» **Written request**:
Reproduce each of the items below verbatim, preserving every line in its original order.

» **Source data**:
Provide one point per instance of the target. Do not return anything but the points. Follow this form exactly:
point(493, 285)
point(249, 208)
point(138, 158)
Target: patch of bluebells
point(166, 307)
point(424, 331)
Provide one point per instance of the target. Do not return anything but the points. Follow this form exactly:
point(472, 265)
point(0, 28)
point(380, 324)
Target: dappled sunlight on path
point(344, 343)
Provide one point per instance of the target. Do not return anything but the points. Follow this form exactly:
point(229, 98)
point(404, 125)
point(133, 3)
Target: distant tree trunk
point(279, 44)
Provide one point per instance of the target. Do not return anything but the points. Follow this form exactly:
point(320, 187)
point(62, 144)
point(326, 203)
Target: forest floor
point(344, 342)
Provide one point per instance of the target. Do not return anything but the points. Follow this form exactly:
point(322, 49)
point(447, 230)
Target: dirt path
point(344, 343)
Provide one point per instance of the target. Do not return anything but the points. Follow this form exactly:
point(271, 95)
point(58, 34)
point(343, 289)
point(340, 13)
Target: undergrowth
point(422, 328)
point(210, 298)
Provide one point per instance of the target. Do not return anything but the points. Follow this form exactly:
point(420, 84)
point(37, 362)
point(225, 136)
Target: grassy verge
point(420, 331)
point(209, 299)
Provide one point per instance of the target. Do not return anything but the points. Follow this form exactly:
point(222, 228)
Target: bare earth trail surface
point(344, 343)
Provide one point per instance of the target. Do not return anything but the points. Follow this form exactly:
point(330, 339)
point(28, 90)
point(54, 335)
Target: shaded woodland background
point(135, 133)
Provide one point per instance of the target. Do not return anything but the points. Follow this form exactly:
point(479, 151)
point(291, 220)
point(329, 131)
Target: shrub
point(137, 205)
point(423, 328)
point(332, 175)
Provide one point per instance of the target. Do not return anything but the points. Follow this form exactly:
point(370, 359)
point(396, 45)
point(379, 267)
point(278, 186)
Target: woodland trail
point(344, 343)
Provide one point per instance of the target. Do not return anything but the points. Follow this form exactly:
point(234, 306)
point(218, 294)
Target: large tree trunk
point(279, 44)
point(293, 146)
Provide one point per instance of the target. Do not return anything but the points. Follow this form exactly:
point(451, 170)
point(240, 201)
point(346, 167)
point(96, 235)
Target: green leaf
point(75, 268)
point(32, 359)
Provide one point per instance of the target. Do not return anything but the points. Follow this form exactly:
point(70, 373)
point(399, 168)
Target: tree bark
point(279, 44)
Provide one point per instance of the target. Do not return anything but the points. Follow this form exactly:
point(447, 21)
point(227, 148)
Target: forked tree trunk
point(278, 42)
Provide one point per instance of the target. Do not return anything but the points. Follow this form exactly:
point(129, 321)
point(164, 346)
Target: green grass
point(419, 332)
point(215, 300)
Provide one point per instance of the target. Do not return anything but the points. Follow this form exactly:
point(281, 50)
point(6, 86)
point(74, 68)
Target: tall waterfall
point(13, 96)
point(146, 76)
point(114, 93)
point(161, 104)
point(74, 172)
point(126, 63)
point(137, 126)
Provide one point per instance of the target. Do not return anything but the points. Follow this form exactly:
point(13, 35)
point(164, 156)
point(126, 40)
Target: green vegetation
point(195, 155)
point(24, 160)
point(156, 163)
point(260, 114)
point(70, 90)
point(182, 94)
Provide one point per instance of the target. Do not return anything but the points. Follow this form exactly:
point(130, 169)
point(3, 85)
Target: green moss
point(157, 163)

» **Response to the task**:
Provide one point per instance of the target. Do not return anything but the points. Follow this form exactly:
point(493, 285)
point(249, 208)
point(138, 158)
Target: patch of bluebells
point(166, 307)
point(424, 331)
Provide one point per instance of the target. Do not return anything but the points. Follow this form exactly:
point(472, 265)
point(0, 28)
point(380, 324)
Target: dappled sunlight on path
point(344, 343)
Provide one point per instance of the target. Do not return anything but the points. Follow this form exactly:
point(229, 98)
point(404, 125)
point(133, 3)
Target: distant tree trunk
point(279, 44)
Provide one point per instance of the target. Do not return anything but the points. Follow this form exactly:
point(320, 187)
point(62, 144)
point(326, 203)
Target: forest floor
point(344, 342)
Provide one point per instance of the target. Do not return anything but the points. Follow this form exactly:
point(322, 49)
point(447, 230)
Target: dirt path
point(344, 343)
Provide one point per instance of the target. Do not return anything but the points. Follow this form exactly:
point(271, 95)
point(58, 34)
point(343, 289)
point(340, 13)
Target: undergrowth
point(422, 328)
point(210, 298)
Provide one point per instance of the target. Do not return anything but the points. Follow this form exactly:
point(420, 84)
point(37, 362)
point(225, 136)
Target: grassy verge
point(420, 331)
point(209, 299)
Provide one point per instance of the target. Do not return anything but the points. Follow this form exactly:
point(222, 228)
Target: bare earth trail surface
point(344, 343)
Provide one point per instance of the target. Do not return anything but the points. Follow this form exactly:
point(330, 339)
point(28, 90)
point(54, 335)
Target: shaded woodland background
point(135, 133)
Provide one point per instance of the target. Do not return anything but the points. Follow this form exactly:
point(479, 151)
point(291, 220)
point(329, 131)
Target: shrub
point(137, 205)
point(423, 328)
point(332, 175)
Provide one point per instance of the target. Do not return anything but the points. Follow this form exactly:
point(370, 359)
point(396, 45)
point(379, 267)
point(278, 186)
Target: woodland trail
point(344, 343)
Provide one point per instance of the target. Do not return anything but the points. Follow this form exactly:
point(234, 306)
point(218, 294)
Target: large tree trunk
point(279, 44)
point(293, 146)
Provide one point per instance of the target. Do not return anything but the points. Follow this form exactly:
point(451, 170)
point(240, 201)
point(346, 167)
point(96, 235)
Target: green leaf
point(75, 268)
point(32, 359)
Provide one point per instance of the target. Do not return anything but the points. Follow this form exactly:
point(70, 373)
point(399, 168)
Target: tree bark
point(279, 44)
Provide one point per instance of the target. Do not return anything but the points. Follow this form exactly:
point(447, 21)
point(227, 148)
Target: forked tree trunk
point(278, 42)
Provide one point per instance of the target. Do not return anything but the points. Follow this form exactly:
point(129, 321)
point(164, 346)
Target: green grass
point(419, 332)
point(215, 300)
Provide one point per instance of the target. Do not return anything but the points. Follow this form exactly:
point(281, 50)
point(6, 86)
point(74, 68)
Target: tall waterfall
point(13, 96)
point(146, 76)
point(114, 93)
point(161, 104)
point(74, 172)
point(126, 63)
point(137, 126)
Provide one point per instance of the target. Do not return anything but the points. Follow this form exactly:
point(13, 35)
point(164, 156)
point(126, 40)
Target: green vegetation
point(195, 155)
point(24, 160)
point(156, 163)
point(260, 114)
point(70, 90)
point(182, 94)
Provide one point per instance of the target. Do not return anything but the points. Follow this form exactly:
point(130, 169)
point(3, 85)
Target: green moss
point(157, 163)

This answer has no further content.